Source data:
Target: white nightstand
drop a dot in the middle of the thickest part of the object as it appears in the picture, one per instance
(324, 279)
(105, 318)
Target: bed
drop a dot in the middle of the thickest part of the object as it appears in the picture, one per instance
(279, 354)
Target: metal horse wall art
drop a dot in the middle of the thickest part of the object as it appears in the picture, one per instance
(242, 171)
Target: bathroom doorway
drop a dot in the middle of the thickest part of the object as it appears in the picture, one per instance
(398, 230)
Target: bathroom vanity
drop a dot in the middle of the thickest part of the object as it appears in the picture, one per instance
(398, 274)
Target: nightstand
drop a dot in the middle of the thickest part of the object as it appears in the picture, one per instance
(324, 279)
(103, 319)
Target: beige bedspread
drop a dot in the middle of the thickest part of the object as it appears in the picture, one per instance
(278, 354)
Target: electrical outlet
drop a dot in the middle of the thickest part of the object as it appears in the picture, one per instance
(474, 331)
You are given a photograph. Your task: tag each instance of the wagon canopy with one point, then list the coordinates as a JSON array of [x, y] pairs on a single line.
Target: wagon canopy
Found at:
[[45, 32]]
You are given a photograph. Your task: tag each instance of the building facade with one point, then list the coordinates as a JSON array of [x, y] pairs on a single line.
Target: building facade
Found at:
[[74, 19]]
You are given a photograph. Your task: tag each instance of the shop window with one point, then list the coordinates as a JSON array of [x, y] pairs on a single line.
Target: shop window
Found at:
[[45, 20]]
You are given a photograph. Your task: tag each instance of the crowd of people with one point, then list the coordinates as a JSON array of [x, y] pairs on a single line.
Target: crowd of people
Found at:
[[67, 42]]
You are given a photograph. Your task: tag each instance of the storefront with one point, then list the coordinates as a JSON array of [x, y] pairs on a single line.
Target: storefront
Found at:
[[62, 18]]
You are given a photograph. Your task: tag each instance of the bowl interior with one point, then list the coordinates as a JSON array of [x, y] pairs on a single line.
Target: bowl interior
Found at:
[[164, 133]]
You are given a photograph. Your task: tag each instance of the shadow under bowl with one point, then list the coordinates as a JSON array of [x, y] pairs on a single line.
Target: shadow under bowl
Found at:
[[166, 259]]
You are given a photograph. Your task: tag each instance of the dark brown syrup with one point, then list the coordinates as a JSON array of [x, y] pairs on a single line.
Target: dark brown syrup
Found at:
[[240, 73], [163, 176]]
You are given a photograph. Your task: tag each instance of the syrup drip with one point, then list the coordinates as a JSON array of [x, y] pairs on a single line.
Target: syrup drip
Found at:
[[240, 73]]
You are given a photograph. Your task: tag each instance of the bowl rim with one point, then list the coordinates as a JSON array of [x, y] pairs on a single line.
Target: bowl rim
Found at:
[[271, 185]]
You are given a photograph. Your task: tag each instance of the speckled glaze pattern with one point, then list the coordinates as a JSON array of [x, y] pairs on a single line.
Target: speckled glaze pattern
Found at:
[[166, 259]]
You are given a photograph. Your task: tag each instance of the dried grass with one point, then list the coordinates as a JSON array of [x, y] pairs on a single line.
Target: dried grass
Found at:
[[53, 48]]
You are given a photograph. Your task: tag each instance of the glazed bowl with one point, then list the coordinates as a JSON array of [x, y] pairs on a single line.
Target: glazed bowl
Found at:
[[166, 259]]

TO DO - Can you repeat every entry above word for word, leaving nothing out and changing nothing?

RESPONSE BELOW -
Target: white nightstand
drop a dot in the middle of the thickest part of the object as it appears in the picture, one per instance
(324, 279)
(105, 318)
Target: bed
drop a dot in the middle of the thickest part of the object as it appears in the picture, one per instance
(279, 354)
Target: metal horse wall art
drop a dot in the middle of the thickest part of the object as it appears in the picture, one per instance
(242, 171)
Target: bathroom doorway
drop a dot in the middle of the thickest part of the object as it appears in the picture, one per instance
(398, 230)
Target: bathroom vanity
drop a dot in the middle of the thickest part of the object as it appears in the picture, one per instance
(398, 274)
Target: nightstand
drop a dot in the middle of the thickest part of the object as it appears in the picture, one per instance
(324, 279)
(103, 319)
Target: beige bedspread
drop a dot in the middle of the thickest part of the object as it appears in the picture, one per instance
(278, 354)
Target: electrical outlet
drop a dot in the middle of the thickest part of the object as it appears in the picture, one per instance
(474, 331)
You are given a photograph. Your task: tag each instance of the wagon canopy with one point, then list the coordinates as a JSON array of [x, y] pairs on a single line.
Target: wagon canopy
Found at:
[[45, 32]]
You are given a photograph. Your task: tag each instance of the building facade with one point, then list the coordinates as a JSON array of [x, y] pairs on a single line.
Target: building facade
Found at:
[[74, 19]]
You are given a photograph. Your task: tag each instance of the shop window with one point, then list the coordinates as a JSON array of [x, y] pairs on a single line.
Target: shop window
Found at:
[[45, 20]]
You are given a photograph. Your task: tag each instance of the crowd of people with one point, then list the coordinates as a JSON array of [x, y] pairs on a single line.
Target: crowd of people
Found at:
[[67, 42]]
You are given a photograph. Your task: tag each instance of the storefront with one point, then list the coordinates as a JSON array of [x, y] pairs on a single line.
Target: storefront
Found at:
[[62, 18]]
You are given a photograph. Your task: tag each instance of the bowl interior with one point, then list the coordinates as a JSON array of [x, y] pairs on a single line.
Target: bowl interior
Found at:
[[164, 133]]
You are given a photograph. Your task: tag each instance of the shadow under bowl with one point, then list the coordinates as a JSON array of [x, y] pairs on a single line.
Target: shadow under bowl
Found at:
[[166, 259]]
You are given a photograph. Your task: tag each instance of the dark brown syrup with one point, then list the coordinates as a JSON array of [x, y] pairs on a single line.
Target: dark brown syrup
Found at:
[[240, 73], [163, 176]]
You are given a photograph. Your task: tag each instance of the syrup drip with one point, then list the coordinates as a JSON array of [x, y] pairs on a single line.
Target: syrup drip
Found at:
[[240, 73]]
You are given a photograph. Your task: tag each instance of the bowl rim with one point, then list the coordinates as a JSON array of [x, y] pairs on a single line.
Target: bowl rim
Found at:
[[271, 185]]
You are given a photograph. Your task: tag each instance of the speckled glaze pattern with one point, then list the coordinates as a JSON array of [x, y] pairs on a single line.
Target: speckled glaze pattern
Found at:
[[166, 259]]
You are given a photograph. Your task: tag each instance of the dried grass with one point, then list the coordinates as a JSON array of [x, y] pairs on a single line.
Target: dried grass
Found at:
[[53, 48]]
You are given a photograph. Your task: tag each instance of the glazed bowl with one point, then list the coordinates as a JSON array of [x, y] pairs on a single line.
Target: glazed bowl
Found at:
[[166, 259]]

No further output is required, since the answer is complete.